::: Records provided

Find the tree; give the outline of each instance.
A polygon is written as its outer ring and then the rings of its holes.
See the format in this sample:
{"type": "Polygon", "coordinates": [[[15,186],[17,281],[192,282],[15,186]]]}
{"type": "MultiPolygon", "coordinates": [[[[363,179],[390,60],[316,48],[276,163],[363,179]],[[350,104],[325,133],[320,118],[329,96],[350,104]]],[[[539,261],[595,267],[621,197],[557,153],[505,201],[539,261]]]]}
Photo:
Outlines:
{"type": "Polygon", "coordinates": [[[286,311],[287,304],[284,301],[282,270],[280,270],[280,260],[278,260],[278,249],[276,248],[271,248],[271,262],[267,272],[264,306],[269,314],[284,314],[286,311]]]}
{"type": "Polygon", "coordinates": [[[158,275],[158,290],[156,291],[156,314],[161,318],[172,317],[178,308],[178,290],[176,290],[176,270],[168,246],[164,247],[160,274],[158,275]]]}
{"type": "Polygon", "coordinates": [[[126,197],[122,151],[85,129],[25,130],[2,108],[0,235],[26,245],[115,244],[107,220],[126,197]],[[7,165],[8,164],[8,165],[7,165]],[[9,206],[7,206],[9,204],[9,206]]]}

::::::

**What you are asked to do:**
Retype each line above exactly as written.

**Answer section:**
Find the tree; give the outline of each instance.
A polygon is written as its outer ring and then the rings of its holes.
See the format in this sample:
{"type": "Polygon", "coordinates": [[[15,186],[17,281],[192,282],[15,186]]]}
{"type": "MultiPolygon", "coordinates": [[[[363,179],[390,60],[316,48],[276,163],[363,179]],[[350,104],[325,133],[320,118],[329,96],[350,104]]],[[[539,261],[595,267],[621,197],[557,153],[505,201],[539,261]]]]}
Photo:
Outlines:
{"type": "Polygon", "coordinates": [[[286,311],[287,304],[284,301],[282,270],[280,270],[280,260],[278,260],[278,249],[276,248],[271,248],[271,262],[267,272],[264,306],[269,314],[284,314],[286,311]]]}
{"type": "Polygon", "coordinates": [[[158,275],[158,290],[156,291],[156,314],[161,318],[172,317],[178,308],[178,290],[176,290],[176,270],[168,246],[164,247],[160,274],[158,275]]]}
{"type": "Polygon", "coordinates": [[[126,197],[122,151],[85,129],[25,130],[2,108],[0,235],[26,245],[115,244],[107,220],[126,197]],[[7,165],[8,164],[8,165],[7,165]],[[9,206],[7,206],[9,204],[9,206]]]}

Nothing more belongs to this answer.